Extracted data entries
..........

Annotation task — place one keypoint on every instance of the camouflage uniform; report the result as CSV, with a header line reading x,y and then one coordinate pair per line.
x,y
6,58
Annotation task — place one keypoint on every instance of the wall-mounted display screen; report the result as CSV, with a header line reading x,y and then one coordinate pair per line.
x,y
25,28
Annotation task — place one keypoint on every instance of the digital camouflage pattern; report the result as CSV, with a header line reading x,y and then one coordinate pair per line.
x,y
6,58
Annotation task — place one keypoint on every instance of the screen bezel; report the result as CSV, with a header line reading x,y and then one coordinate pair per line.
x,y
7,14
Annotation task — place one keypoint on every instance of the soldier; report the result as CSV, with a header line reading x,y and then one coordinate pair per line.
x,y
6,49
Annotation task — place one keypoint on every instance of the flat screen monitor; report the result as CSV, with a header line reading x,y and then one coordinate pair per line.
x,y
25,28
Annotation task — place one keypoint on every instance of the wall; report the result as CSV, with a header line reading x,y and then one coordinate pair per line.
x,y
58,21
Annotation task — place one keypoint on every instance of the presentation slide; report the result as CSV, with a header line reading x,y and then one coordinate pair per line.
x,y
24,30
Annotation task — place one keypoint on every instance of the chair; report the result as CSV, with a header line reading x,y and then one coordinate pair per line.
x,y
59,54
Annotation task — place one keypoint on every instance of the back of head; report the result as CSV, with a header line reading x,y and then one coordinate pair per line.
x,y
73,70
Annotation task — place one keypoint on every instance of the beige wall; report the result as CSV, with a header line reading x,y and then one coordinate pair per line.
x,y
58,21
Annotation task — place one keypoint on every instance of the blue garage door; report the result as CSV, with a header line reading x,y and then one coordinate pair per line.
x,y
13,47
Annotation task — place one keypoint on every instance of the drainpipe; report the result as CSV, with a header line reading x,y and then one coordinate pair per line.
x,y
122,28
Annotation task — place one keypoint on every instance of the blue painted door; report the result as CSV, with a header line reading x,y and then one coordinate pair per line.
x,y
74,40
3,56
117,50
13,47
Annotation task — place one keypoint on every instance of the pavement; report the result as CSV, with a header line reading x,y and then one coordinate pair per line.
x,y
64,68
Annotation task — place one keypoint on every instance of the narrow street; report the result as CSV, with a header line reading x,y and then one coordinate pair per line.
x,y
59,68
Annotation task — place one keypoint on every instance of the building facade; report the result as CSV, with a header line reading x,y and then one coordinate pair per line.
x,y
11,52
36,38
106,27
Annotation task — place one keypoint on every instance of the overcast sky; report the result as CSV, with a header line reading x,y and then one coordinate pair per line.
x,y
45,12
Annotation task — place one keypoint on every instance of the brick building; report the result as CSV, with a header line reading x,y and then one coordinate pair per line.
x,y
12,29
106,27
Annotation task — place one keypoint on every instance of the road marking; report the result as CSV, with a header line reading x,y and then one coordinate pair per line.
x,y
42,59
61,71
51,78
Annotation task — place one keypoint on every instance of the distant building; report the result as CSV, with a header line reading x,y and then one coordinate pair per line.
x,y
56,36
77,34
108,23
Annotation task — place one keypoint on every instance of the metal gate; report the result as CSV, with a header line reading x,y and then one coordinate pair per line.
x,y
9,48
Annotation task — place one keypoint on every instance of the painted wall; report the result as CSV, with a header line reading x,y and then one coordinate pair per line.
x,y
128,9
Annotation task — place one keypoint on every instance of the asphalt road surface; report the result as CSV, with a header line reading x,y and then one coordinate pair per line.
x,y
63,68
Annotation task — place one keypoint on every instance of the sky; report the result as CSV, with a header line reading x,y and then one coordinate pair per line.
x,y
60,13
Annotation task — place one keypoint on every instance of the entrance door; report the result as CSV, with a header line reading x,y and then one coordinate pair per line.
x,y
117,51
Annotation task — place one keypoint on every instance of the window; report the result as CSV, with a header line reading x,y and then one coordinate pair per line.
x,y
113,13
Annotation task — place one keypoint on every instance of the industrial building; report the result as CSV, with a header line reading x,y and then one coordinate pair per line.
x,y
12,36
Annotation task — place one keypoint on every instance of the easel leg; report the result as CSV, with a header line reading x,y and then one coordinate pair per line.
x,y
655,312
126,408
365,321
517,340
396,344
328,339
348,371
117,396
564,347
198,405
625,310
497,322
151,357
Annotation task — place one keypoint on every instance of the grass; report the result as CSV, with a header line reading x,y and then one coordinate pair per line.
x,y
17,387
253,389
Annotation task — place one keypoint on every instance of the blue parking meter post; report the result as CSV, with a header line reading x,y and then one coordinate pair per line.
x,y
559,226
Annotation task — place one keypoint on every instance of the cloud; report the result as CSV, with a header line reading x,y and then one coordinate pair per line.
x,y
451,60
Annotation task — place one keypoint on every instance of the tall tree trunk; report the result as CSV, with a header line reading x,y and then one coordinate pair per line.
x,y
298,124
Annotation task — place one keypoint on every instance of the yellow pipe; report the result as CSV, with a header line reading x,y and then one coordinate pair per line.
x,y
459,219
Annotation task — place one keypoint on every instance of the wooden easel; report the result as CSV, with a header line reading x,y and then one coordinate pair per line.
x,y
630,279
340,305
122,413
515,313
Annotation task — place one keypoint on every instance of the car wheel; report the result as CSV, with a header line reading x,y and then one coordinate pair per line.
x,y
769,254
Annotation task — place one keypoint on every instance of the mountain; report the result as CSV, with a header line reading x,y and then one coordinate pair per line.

..........

Problem
Please quote nothing but the lines from the line with "of the yellow" through the end of the data above, exactly as written, ends included.

Written solution
Annotation task — place one keypoint on every instance of the yellow pipe; report the result as CSV, with a header line reading x,y and then one coordinate pair per line.
x,y
459,219
Annotation task — place one keypoint on every instance of the wooden easel; report the result as CSV, with a header line reading x,y and then one coordinate pair per line.
x,y
630,279
340,305
122,413
515,313
Annotation task — place one keypoint on every instance of the car wheel; report the result as CSV, with a header line reading x,y and then one coordinate pair per line.
x,y
769,254
Annotation task — place one keypoint on every instance of the mountain; report the result as CSV, with a header line reading x,y and then one coordinate pair per line.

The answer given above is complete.